Given text START

Personal information
- Born: July 4, 1997 (age 29) Florence, Alabama, U.S.
- Listed height: 6 ft 2 in (1.88 m)
- Listed weight: 187 lb (85 kg)

Career information
- High school: Sparkman (Harvest, Alabama); IMG Academy (Bradenton, Florida);
- College: Tennessee (2016–2020)
- NBA draft: 2020: undrafted
- Playing career: 2021–present
- Position: Point guard

Career history
- 2021: Arka Gdynia
- 2022: Terme Olimia Podcetrtek
- 2022–2023: Kataja BC
- 2023: FMP
- 2024: Dynamic

Career highlights
- SEC Sixth Man of the Year (2018);

= Lamonte Turner =

American basketball player (born 1997)

Lamonte Centerius Turner (born July 4, 1997) is an American professional basketball player. He played college basketball for the Tennessee Volunteers.

Given text END

- What you have to do: Duplicate the portion of the Lamonte Turner profile between "Career history" and "player (born 1997)", inclusive.

Given entries START

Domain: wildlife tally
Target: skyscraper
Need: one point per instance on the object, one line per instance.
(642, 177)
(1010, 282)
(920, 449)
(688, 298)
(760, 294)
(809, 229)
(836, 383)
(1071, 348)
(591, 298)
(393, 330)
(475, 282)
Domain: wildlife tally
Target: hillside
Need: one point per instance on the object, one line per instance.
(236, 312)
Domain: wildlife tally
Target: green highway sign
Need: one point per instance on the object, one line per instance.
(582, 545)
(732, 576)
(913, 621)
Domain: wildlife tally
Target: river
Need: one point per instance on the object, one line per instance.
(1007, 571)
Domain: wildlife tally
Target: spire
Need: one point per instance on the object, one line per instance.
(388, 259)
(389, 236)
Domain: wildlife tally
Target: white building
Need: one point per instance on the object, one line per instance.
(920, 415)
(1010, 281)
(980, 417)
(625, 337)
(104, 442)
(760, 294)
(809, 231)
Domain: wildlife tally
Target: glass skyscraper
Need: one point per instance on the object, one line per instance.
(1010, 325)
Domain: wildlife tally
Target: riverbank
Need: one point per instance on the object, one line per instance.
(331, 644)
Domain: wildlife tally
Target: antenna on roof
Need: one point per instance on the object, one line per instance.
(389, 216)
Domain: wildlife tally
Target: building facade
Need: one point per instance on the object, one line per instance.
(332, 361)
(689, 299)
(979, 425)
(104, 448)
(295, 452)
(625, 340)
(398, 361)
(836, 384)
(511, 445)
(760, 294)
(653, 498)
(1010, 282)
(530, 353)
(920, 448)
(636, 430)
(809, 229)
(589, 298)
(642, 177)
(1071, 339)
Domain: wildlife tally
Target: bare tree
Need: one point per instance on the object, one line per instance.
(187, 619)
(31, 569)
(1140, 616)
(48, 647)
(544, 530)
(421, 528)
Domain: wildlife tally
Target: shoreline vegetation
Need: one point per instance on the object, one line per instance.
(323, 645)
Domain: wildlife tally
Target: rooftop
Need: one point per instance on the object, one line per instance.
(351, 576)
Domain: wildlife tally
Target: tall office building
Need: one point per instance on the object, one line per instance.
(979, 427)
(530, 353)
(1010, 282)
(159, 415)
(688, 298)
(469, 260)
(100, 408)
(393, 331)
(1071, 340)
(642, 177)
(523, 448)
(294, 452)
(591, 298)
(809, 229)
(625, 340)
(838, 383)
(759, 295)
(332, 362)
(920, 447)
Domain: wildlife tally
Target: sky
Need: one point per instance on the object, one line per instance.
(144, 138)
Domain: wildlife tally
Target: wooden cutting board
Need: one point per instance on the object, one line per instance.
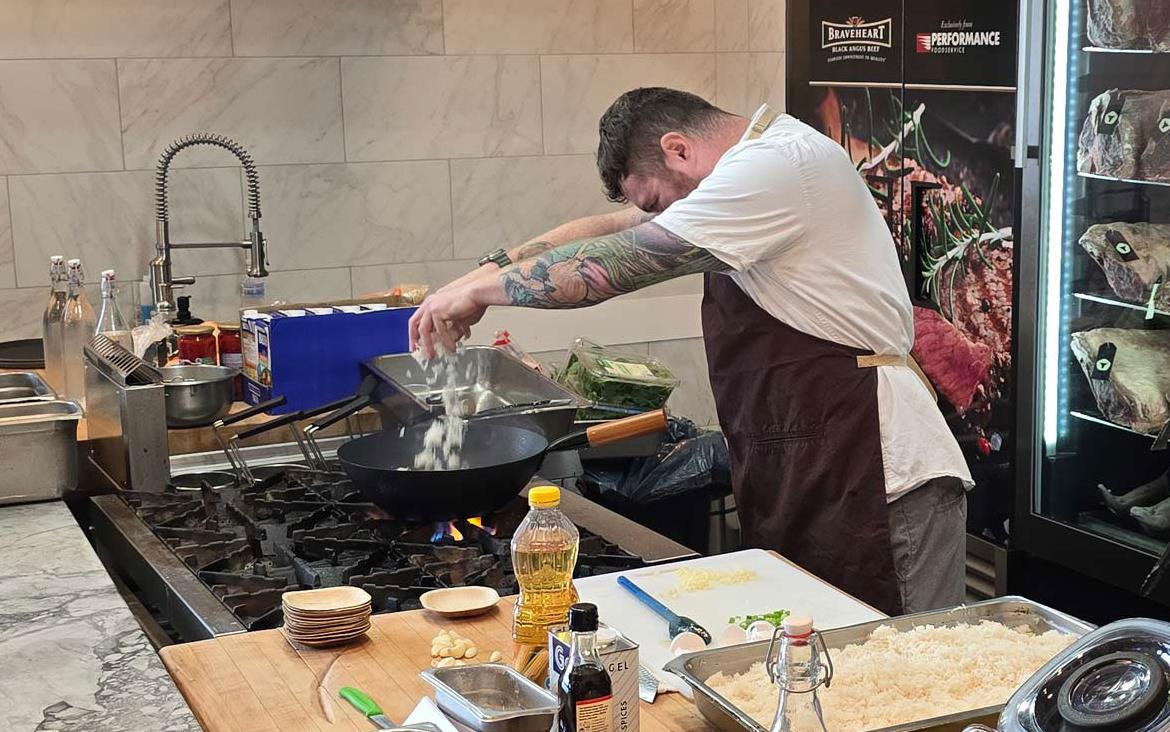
(256, 682)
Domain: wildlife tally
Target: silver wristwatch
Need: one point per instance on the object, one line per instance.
(500, 257)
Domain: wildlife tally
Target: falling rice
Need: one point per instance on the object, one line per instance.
(897, 677)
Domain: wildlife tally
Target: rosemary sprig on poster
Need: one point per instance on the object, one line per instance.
(962, 227)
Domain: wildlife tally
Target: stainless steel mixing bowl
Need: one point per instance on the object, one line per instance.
(197, 395)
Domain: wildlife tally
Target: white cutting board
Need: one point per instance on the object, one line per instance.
(779, 585)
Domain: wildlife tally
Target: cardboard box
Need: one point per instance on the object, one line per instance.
(620, 660)
(311, 353)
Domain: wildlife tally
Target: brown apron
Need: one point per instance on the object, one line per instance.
(800, 419)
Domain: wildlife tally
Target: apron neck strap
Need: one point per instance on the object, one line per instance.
(759, 122)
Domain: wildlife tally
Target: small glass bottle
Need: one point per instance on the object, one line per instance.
(586, 690)
(50, 323)
(110, 322)
(800, 668)
(77, 324)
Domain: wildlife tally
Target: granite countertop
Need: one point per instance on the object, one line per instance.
(71, 655)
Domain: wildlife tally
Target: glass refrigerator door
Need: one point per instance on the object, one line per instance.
(1105, 274)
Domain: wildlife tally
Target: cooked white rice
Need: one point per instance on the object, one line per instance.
(899, 677)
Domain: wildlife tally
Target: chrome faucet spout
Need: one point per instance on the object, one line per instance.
(162, 277)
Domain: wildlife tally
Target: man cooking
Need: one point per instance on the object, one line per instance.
(840, 457)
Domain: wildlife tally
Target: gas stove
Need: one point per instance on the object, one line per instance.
(215, 560)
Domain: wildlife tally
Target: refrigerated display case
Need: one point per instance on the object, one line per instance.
(1094, 153)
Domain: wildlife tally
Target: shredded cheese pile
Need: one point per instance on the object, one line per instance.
(695, 580)
(900, 677)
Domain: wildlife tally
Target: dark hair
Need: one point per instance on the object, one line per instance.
(631, 129)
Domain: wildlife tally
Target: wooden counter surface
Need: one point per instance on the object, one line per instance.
(256, 682)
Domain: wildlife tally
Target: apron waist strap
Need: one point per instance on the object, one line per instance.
(875, 360)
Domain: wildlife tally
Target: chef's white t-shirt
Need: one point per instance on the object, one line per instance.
(793, 219)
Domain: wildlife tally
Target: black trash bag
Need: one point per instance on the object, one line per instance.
(689, 461)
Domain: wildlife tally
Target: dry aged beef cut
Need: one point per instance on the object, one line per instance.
(1155, 161)
(1131, 255)
(1128, 373)
(955, 364)
(1124, 137)
(1129, 25)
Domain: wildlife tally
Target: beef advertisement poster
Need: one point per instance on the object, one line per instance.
(882, 42)
(929, 123)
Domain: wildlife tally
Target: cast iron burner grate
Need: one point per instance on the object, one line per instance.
(295, 530)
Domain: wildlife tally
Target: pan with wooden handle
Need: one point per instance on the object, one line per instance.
(495, 463)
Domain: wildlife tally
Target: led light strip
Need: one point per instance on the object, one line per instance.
(1064, 68)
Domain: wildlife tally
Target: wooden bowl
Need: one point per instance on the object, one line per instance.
(460, 601)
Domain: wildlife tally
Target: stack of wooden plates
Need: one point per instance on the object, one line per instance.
(325, 616)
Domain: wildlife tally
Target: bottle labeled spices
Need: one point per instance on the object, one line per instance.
(197, 344)
(586, 690)
(232, 353)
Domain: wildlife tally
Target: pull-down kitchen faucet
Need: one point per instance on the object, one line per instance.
(162, 281)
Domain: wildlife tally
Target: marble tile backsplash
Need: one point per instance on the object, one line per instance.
(538, 26)
(7, 257)
(59, 116)
(397, 140)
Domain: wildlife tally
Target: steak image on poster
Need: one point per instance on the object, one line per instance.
(927, 163)
(1127, 373)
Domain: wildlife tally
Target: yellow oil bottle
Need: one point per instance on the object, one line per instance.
(544, 553)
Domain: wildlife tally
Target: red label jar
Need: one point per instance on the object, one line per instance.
(232, 354)
(197, 344)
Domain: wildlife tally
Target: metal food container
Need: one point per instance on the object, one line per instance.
(489, 384)
(23, 386)
(1011, 610)
(38, 450)
(491, 697)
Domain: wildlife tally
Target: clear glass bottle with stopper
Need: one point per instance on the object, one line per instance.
(50, 323)
(77, 324)
(110, 322)
(800, 668)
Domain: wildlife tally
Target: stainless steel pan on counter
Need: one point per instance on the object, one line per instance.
(1012, 612)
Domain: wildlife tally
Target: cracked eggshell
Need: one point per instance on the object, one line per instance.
(687, 643)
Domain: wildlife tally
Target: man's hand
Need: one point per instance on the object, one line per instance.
(445, 318)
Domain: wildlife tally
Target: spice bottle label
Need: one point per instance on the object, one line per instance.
(594, 715)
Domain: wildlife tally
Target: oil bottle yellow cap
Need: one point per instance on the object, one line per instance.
(544, 497)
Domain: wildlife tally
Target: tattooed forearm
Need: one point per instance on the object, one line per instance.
(592, 270)
(530, 249)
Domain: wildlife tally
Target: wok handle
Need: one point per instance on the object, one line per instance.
(607, 433)
(265, 406)
(350, 408)
(281, 421)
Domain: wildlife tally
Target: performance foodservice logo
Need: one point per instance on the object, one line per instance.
(857, 32)
(955, 38)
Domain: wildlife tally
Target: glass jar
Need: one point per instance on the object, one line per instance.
(232, 354)
(197, 344)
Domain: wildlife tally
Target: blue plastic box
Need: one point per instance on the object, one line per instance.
(312, 356)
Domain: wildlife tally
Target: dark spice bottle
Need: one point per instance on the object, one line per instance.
(586, 692)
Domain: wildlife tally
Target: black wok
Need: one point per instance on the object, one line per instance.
(499, 462)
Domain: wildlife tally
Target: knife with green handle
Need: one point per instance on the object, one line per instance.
(367, 706)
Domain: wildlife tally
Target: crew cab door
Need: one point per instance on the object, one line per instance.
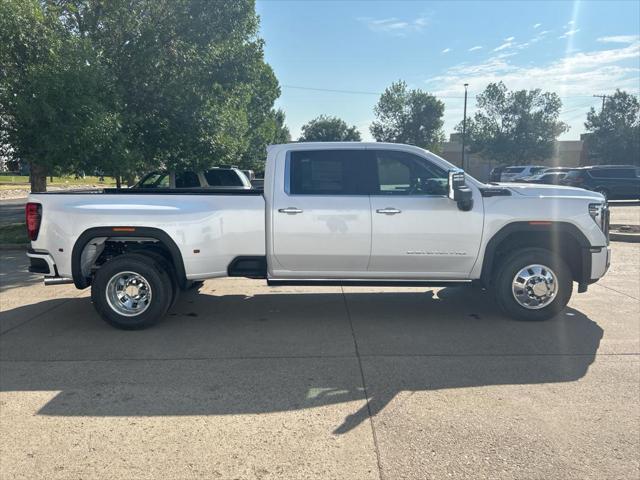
(321, 219)
(417, 231)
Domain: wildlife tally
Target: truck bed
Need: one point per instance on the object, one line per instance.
(209, 227)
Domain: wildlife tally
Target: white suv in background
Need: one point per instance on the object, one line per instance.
(513, 174)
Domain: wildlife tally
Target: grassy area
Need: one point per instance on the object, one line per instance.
(13, 233)
(57, 181)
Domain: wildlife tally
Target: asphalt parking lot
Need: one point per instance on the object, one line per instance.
(241, 381)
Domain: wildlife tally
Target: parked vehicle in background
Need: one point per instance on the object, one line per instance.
(496, 173)
(552, 178)
(345, 213)
(516, 173)
(615, 182)
(250, 174)
(217, 177)
(558, 169)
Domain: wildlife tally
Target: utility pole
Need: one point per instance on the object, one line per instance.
(464, 125)
(603, 97)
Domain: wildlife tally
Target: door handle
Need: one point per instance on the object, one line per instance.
(389, 211)
(290, 210)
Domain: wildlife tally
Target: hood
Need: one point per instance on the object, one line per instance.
(558, 191)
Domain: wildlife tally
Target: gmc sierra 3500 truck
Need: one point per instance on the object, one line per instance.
(331, 213)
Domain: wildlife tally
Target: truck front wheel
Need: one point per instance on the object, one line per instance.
(131, 291)
(533, 284)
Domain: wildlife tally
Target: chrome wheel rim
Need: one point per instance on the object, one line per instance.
(128, 293)
(535, 286)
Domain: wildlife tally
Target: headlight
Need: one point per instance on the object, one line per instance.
(600, 214)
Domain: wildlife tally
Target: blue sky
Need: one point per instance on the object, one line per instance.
(575, 48)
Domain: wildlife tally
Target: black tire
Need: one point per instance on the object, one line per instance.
(158, 282)
(513, 264)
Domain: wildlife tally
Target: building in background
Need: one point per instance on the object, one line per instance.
(567, 153)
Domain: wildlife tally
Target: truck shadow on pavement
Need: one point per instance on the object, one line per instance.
(264, 353)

Given entries END

- Finished task:
Career history
- 2021: Arka Gdynia
- 2022: Terme Olimia Podcetrtek
- 2022–2023: Kataja BC
- 2023: FMP
- 2024: Dynamic

Career highlights
- SEC Sixth Man of the Year (2018);

= Lamonte Turner =

American basketball player (born 1997)